[Required work] Find the line that contains "Could you point out the cumulus". Output it and every line after it to the end of the records, exactly as they appear.

+++ Data for this exercise

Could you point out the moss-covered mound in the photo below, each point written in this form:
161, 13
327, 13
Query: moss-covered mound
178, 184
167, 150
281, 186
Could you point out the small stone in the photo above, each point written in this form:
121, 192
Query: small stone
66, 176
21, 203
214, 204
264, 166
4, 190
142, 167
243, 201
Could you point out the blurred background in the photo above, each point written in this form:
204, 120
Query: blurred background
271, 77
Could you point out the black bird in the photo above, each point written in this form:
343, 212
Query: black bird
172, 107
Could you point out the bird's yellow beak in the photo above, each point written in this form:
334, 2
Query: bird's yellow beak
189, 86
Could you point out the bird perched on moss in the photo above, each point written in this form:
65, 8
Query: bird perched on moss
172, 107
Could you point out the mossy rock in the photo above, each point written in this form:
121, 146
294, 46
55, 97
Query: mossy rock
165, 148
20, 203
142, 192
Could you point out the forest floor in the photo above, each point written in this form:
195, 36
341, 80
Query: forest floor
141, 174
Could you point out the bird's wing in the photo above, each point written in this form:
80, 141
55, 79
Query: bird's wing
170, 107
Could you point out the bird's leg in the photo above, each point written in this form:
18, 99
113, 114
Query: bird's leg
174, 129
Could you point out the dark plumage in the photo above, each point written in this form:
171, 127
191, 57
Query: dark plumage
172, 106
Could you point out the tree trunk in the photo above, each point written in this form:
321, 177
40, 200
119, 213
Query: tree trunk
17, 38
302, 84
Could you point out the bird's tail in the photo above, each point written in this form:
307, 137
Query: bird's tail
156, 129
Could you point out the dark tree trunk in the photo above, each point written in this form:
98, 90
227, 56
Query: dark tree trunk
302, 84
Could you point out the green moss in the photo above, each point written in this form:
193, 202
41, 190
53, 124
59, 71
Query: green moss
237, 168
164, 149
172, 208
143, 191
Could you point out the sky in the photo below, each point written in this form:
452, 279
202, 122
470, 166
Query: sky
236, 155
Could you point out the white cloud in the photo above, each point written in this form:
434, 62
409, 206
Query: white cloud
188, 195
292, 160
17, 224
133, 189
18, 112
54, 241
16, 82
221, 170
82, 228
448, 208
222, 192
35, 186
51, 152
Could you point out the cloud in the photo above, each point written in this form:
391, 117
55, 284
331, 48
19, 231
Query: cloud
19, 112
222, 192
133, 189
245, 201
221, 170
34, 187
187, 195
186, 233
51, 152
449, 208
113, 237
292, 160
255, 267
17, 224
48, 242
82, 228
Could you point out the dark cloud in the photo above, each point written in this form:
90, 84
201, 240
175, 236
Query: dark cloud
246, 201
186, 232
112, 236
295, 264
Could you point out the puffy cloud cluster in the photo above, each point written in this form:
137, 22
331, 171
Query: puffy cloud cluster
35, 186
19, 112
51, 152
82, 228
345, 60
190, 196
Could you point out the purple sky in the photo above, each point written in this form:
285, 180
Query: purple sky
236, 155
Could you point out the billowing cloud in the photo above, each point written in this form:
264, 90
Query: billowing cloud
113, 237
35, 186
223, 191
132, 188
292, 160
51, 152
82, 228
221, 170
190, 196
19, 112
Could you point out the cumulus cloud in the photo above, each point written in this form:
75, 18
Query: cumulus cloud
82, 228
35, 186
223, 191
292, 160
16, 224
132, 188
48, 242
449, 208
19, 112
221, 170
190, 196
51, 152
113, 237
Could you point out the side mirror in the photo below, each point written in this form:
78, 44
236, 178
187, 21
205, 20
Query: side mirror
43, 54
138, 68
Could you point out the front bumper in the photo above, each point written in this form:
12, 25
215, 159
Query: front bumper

++++++

[Exercise output]
Could you point out the cumulus cloud in the photo above, each point written in this form:
75, 18
Query: cumulus cloud
82, 228
35, 186
223, 191
292, 160
16, 224
132, 188
48, 242
449, 208
19, 112
221, 170
190, 196
51, 152
113, 237
Could you point out the side mirror in the photo below, each point written in this form:
78, 44
236, 178
187, 21
205, 20
Query: side mirror
43, 54
138, 68
Could you point out the front bumper in the photo above, each point written in this form:
12, 25
215, 159
Query: front bumper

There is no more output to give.